Exercise details = Pictures aside, write out every record exactly as it appears.

**** Record extracts

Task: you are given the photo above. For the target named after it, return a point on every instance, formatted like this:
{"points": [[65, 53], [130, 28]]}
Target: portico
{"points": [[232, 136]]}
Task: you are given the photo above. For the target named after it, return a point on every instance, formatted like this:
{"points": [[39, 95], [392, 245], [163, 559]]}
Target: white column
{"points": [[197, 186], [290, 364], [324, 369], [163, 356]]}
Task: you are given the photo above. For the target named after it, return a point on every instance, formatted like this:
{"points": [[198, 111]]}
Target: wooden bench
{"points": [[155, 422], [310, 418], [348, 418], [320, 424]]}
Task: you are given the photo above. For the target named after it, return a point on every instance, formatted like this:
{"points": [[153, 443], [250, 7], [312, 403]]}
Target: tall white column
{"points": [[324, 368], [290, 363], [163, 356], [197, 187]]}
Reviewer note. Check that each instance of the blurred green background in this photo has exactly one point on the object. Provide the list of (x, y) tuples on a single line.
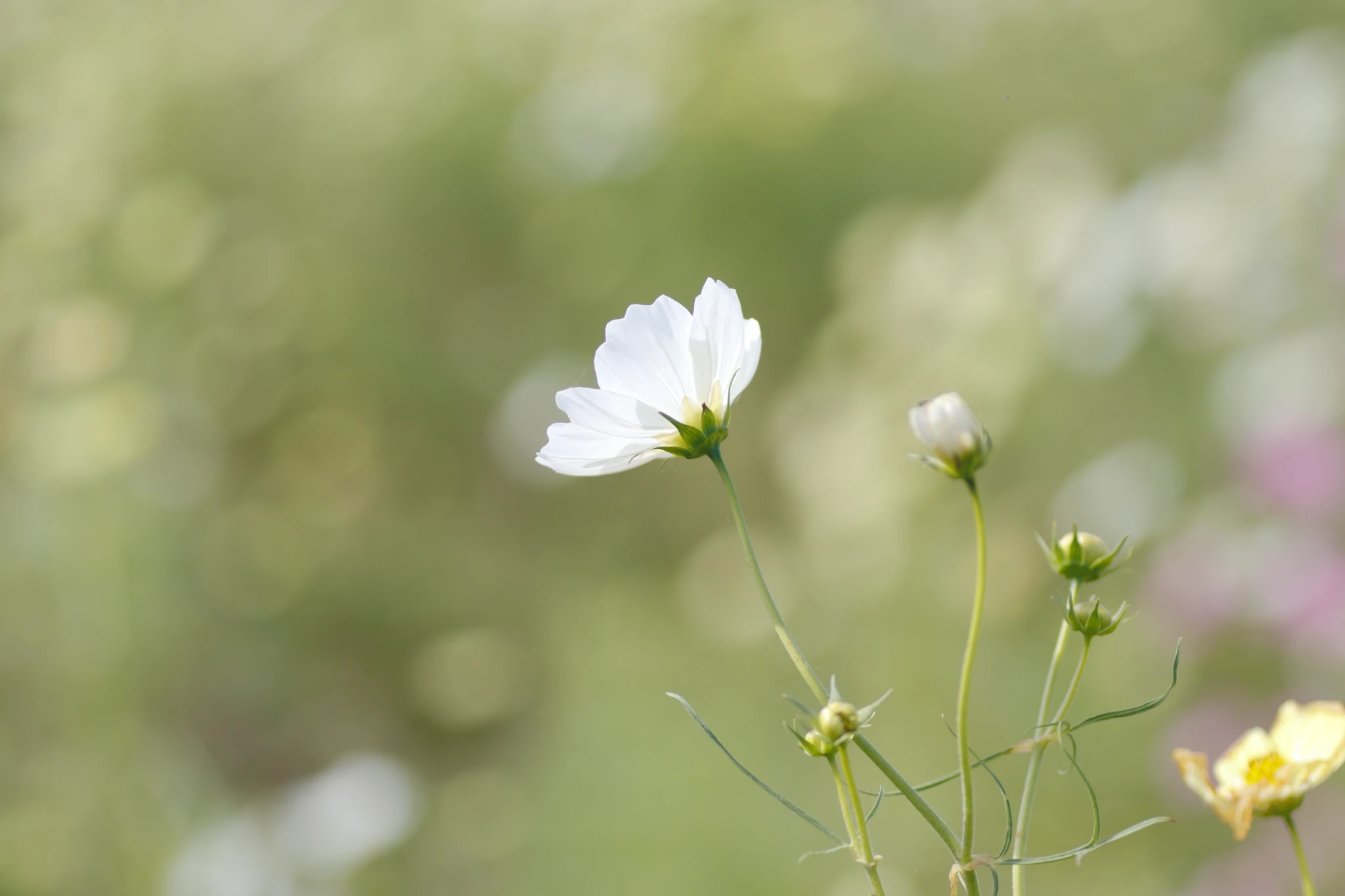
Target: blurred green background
[(287, 291)]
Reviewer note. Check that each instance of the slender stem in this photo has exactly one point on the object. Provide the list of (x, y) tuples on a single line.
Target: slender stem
[(844, 797), (1020, 848), (791, 647), (1029, 788), (907, 790), (1302, 860), (811, 677), (1074, 685), (969, 660), (861, 825)]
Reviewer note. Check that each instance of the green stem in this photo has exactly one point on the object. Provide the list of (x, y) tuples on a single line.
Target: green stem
[(907, 790), (791, 647), (1074, 685), (969, 660), (861, 826), (1302, 859), (811, 677), (844, 797), (1029, 788)]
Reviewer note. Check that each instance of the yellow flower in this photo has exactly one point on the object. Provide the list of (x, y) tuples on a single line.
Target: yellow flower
[(1268, 774)]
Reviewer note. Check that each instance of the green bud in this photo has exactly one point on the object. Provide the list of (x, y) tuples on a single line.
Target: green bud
[(1091, 618), (1080, 557), (817, 744), (838, 719)]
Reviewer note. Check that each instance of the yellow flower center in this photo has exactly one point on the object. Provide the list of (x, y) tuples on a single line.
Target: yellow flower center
[(1262, 770)]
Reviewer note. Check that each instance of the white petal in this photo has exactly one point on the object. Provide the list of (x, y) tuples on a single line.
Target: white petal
[(717, 337), (611, 413), (577, 450), (943, 423), (751, 356), (648, 356)]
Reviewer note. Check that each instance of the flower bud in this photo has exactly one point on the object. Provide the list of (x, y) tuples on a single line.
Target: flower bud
[(957, 438), (1091, 618), (1080, 557), (838, 719), (817, 744)]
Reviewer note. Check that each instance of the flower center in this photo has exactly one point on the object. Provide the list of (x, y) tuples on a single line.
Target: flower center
[(1262, 770)]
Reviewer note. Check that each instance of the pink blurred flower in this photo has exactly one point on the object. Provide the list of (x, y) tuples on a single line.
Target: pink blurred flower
[(1301, 472)]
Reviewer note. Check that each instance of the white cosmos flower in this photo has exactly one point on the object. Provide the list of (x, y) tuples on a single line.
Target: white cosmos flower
[(659, 362)]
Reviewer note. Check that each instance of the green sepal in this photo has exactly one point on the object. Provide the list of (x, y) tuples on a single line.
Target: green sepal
[(753, 778)]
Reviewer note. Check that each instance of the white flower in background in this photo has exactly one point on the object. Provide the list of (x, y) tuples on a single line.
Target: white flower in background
[(667, 379), (950, 429)]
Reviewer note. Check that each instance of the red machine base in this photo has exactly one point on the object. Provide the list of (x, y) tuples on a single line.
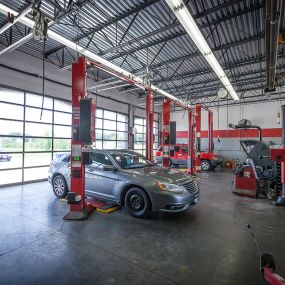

********

Exercise output =
Task: you are given the photo above. For the target named after it, return a point on every instance, formatted like this:
{"points": [[65, 53], [130, 28]]}
Target: portico
{"points": [[232, 136]]}
Task: you are given the photo above. For the target named after it, return a point on every instance, formatted like this:
{"points": [[39, 95], [392, 245], [163, 559]]}
Target: white column
{"points": [[197, 186], [290, 364], [324, 369], [163, 356]]}
Task: you are given the photo above. For the target named after it, return a point on every instance, formatted like this:
{"points": [[198, 111]]}
Target: wooden bench
{"points": [[155, 422], [310, 418], [348, 418], [320, 424]]}
Task: you are given the photo above. For the target named after it, return a point on every instance, formatted like this:
{"points": [[153, 443], [250, 7], [312, 403]]}
Target: tall white column
{"points": [[324, 368], [290, 363], [163, 356], [197, 187]]}
Reviewer note. Check that each instance of the blurred green background in this photo has exactly one point on the object. Provide the list of (x, y) tuples on a single line.
Target: blurred green background
[(287, 291)]
Reviewer note. Check that each instance of the slender stem in this photo has exactly one point on the object. Provide the list of (x, y) tuples on a single line.
Target: slender stem
[(844, 797), (1020, 848), (791, 647), (1029, 788), (907, 790), (1302, 860), (811, 677), (1074, 685), (969, 660), (861, 825)]
Reviewer note. Check that each instance of the green stem in this photo has exactly one point on the object. Provide the list of (x, y) tuples on a single line.
Target: green stem
[(907, 790), (791, 647), (1074, 685), (969, 660), (861, 826), (1302, 859), (811, 677), (844, 797), (1029, 788)]
Reviewer note. Check that each instance of the yellow flower in this photo has exactly one point on the object. Provide the list of (x, y) tuples on a single line.
Target: yellow flower
[(1268, 774)]
Reviewer note. Check that each instance of the green bud in this photo has exactly one point on the object. Provide the list of (x, y) tuples on a single line.
Target: green bud
[(1091, 618), (1080, 557), (817, 744), (838, 719)]
Reviewer note. Check that each instance of the yellow flower center in this photo has exactly one point on the object. Provide the list of (x, y) tuples on a single line.
Target: yellow flower center
[(1262, 770)]
Reviewer note. Check that each instance of the white petal in this photo has exactly one point on the object. Provide the list of (x, y) tuples on a single line.
Target: white petal
[(717, 337), (611, 413), (577, 450), (943, 423), (751, 356), (648, 356)]
Reviewer note. Check that each instance of the flower bud in this photo has exactly one point on the object. Provide the list of (x, y) tuples on a single line.
Target: flower bud
[(957, 438), (1091, 618), (1080, 557), (838, 719), (817, 744)]
Reviewer note. Check that each instance of the flower center in this photo has exactly one point on the object. Provide the list of (x, y) tuples on a single line.
Target: flower center
[(1262, 770)]
Reviewer note. Check that each instance of the pink blurred flower in this photo has exactly one point on the object. Provide the list of (x, y) tuples on a single line.
Target: pink blurred flower
[(1301, 472)]
Reviewer note. Check that each instance of the white cosmos flower in this photo has exactly one point on the object. Provide the list of (x, y) tuples on a single line.
Target: white cosmos flower
[(659, 362)]
Reviewer note. Check that each instance of the green sepal in this photo has exactly one point on the object. Provide the list of (x, y) tuples on a single line.
Target: green sepal
[(753, 778)]
Reviewer note. Check that each instance of the white flower in background in this photo has exactly one point on the object. Provide the list of (x, y) tuples on a single line.
Target: white flower in background
[(667, 379), (950, 429)]
Reviewer note. Check that each instance of the red machine base in this photo has exactly one point on the object. Provide the list of (x, y) tuples on a single line.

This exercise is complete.